Saved data entries:
============
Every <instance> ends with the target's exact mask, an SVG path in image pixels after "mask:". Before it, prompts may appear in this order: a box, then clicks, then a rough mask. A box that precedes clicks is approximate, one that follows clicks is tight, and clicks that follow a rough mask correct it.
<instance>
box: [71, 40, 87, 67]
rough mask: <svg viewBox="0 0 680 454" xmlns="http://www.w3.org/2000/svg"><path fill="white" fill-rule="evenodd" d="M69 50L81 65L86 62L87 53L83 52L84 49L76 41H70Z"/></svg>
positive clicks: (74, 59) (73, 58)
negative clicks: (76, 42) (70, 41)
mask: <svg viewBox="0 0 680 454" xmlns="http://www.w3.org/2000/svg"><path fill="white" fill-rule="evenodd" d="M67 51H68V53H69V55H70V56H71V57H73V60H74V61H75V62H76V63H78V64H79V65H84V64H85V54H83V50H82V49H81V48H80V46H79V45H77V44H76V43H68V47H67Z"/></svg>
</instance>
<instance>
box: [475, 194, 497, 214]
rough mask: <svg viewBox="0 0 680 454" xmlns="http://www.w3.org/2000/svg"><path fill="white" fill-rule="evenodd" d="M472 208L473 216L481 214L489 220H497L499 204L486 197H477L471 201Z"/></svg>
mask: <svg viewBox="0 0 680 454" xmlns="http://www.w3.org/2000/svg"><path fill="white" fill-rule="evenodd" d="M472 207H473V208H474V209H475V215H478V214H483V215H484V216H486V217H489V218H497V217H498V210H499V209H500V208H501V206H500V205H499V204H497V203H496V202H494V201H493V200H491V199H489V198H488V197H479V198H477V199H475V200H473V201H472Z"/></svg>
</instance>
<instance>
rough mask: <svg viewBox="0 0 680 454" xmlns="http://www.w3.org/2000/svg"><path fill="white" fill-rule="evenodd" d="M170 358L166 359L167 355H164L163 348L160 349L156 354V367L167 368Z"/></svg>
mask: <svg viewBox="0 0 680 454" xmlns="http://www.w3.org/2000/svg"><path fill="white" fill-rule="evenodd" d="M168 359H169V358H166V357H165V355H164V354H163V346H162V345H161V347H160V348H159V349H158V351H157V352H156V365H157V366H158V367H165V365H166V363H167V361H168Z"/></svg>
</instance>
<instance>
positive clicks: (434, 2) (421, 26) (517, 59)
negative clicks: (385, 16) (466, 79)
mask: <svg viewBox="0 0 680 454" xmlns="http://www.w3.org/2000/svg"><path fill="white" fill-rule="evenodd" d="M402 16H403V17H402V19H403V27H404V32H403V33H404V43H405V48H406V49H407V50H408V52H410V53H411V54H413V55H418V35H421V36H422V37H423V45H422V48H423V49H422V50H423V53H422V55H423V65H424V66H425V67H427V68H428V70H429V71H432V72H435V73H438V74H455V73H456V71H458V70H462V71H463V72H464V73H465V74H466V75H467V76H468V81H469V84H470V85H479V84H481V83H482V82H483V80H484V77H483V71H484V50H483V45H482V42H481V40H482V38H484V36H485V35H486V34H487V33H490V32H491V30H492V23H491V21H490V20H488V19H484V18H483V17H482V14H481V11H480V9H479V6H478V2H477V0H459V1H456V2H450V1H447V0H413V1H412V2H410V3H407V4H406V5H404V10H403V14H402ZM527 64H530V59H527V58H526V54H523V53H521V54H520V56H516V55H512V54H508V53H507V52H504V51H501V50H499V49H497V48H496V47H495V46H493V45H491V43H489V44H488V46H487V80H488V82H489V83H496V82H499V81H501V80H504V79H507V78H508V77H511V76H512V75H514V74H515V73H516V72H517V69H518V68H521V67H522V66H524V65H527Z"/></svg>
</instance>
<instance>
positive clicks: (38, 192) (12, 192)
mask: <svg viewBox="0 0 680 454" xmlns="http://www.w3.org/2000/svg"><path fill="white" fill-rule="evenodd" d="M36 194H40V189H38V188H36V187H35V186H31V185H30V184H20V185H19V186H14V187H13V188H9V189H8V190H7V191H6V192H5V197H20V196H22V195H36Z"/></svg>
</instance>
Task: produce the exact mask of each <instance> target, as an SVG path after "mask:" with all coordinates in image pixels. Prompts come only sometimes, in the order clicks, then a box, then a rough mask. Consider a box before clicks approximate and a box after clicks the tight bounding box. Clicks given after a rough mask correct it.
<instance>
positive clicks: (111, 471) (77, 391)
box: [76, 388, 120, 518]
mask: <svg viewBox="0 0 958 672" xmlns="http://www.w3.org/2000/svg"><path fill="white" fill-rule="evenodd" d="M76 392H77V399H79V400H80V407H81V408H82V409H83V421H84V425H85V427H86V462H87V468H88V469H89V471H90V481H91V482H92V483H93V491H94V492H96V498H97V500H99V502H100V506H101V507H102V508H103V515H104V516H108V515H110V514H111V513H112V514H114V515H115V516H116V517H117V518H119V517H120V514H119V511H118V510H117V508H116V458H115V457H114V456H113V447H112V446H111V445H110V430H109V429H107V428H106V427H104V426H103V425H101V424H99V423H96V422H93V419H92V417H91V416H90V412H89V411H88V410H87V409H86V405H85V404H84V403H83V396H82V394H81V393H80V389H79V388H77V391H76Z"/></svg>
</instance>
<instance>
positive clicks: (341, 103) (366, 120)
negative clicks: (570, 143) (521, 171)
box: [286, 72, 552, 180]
============
Please return the lines from the start of the records through the line that contains "positive clicks: (74, 59) (73, 58)", both included, copying them character for character.

Every <instance> ends with the target's exact mask, an SVG path in image pixels after "mask:". Before it, prompts may appear in this order: a box, then clicks, then a rough mask. A box that precedes clicks is approximate, one that follows clicks is tight, and clicks that follow a rough mask correct it.
<instance>
box: [71, 40, 87, 67]
rough mask: <svg viewBox="0 0 680 454" xmlns="http://www.w3.org/2000/svg"><path fill="white" fill-rule="evenodd" d="M69 50L81 65L86 62L87 53L83 52L84 49L76 41H70Z"/></svg>
positive clicks: (74, 59) (73, 58)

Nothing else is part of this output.